PROMPT
After reading the data, copy it out in full and exactly.

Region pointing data
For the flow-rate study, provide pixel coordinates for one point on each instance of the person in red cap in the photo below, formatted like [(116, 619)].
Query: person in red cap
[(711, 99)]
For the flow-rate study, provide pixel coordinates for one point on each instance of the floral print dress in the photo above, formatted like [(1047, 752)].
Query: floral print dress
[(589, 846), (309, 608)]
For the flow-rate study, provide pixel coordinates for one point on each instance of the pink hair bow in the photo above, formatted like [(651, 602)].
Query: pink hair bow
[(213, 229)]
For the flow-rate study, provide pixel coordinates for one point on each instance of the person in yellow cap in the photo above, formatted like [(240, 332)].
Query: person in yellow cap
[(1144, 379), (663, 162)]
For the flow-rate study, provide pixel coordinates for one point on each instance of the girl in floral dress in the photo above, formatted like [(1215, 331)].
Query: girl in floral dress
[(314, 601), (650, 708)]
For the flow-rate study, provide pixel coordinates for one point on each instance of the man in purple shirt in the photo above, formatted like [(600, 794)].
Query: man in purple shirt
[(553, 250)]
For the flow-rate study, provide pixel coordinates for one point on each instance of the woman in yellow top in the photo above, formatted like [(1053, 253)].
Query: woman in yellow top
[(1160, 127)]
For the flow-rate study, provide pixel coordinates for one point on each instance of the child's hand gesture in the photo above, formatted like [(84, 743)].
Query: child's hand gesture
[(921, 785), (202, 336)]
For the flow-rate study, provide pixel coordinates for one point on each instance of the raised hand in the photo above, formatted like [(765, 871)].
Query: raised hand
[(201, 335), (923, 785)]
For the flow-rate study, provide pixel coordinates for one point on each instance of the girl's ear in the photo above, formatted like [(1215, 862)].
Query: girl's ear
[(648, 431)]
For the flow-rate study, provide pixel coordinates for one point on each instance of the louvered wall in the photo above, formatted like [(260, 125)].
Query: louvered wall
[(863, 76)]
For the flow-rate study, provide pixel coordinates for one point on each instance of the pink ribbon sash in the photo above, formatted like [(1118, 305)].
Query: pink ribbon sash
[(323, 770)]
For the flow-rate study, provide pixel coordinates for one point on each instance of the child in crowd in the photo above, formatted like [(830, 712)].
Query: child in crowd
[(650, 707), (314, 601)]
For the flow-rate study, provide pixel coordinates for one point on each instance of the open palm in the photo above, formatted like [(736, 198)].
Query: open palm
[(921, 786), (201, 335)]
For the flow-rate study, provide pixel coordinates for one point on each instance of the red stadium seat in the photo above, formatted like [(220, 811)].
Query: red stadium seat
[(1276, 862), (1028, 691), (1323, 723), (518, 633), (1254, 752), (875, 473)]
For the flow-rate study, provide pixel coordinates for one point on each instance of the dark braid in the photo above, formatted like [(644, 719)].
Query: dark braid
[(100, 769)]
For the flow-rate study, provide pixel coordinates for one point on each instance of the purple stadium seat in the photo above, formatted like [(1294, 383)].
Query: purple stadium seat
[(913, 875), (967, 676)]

ANSWER FOR THIS EXERCISE
For the flow-rate study, provide pixel coordinates for one point on each instance of the person in red cap in the photo below, formatted like [(116, 619)].
Query: person in red cap
[(711, 99)]
For the flow-rate study, provide pixel coordinates for one point on each instance of the floral print dress in the photo above, formatted like [(1047, 752)].
Query: floral print dress
[(589, 846), (309, 608)]
For the flow-rate study, provide pixel coordinates for one point on each instance of the pink hair bow in the photo above, formatted like [(651, 602)].
Query: pink hair bow
[(213, 229)]
For the flow-rate study, provide pixel coordinates for one point on each instance of the person in yellow cap in the photo above, formatted like [(240, 332)].
Query: person in yellow cap
[(1144, 379), (663, 162)]
For the flow-rate study, provide pixel coordinates for one point on each instance of the girl in floral dress in the photo above, formatted like [(1215, 331)].
Query: girl in floral dress
[(314, 601), (650, 708)]
For the flow-rate study, provide pixel coordinates for one point on each instance of the man in purple shirt in the photo above, formatted like [(600, 794)].
Query: man in purple shirt
[(553, 250)]
For the flow-rate study, provide pixel coordinates for one point on each instance of the woman in yellow top in the photo above, formatted like [(1053, 253)].
Query: woman in yellow top
[(1160, 127)]
For the flow-rate study, provide pixel coordinates for one point on each instance of the child's hand gesture in the photo above, formatted like [(84, 743)].
Query: child's hand gesture
[(921, 785), (202, 336)]
For the flow-rate study, provide pixel coordinates for one point on each instance of the raised hand in the photo above, formatted like [(765, 871)].
Query: raised hand
[(201, 335), (923, 785)]
For the flow-rate study, provide pixel coordinates for one point on each instance of the girl's ear in the photo above, formatted like [(1215, 862)].
Query: girl's ear
[(648, 431)]
For the flow-rate study, provide pixel coordinates for one point on each instance of the louvered wall in the photo above, formatted like [(260, 125)].
Query: louvered wall
[(863, 76)]
For the flow-rate study, provide pixel coordinates for one point on each instance of the pink ribbon sash in the photo above, formatted like [(1118, 305)].
Query: pink ribbon sash
[(323, 770)]
For the flow-rate study, provide pixel coordinates for one point on each instance of the child in crowd in the photo above, formatted like [(830, 712)].
Query: child in crowd
[(650, 707), (314, 601)]
For the flow-rate study, provide pixel coordinates for one point on each instance of the open palm in the photo above, formatted like [(736, 198)].
Query: open palm
[(921, 786), (201, 335)]
For the flow-rate study, provide pixel coordinates for one point on each instance of the red stadium seat in the photo above, formatted like [(220, 811)].
Query: red stadium seat
[(1276, 862), (1028, 691), (1323, 723), (518, 633), (1254, 752), (875, 473)]
For the flow-rate study, provide pixel coordinates for one point on each instance of the dark braid in the photo above, formatted like [(644, 719)].
Query: dark braid
[(100, 769)]
For the flow-rate study, provide pixel coordinates for one point on each instance of the purple stadium seat in the photo above, formatted like [(1294, 383)].
Query: purple stadium seat
[(913, 875), (967, 676)]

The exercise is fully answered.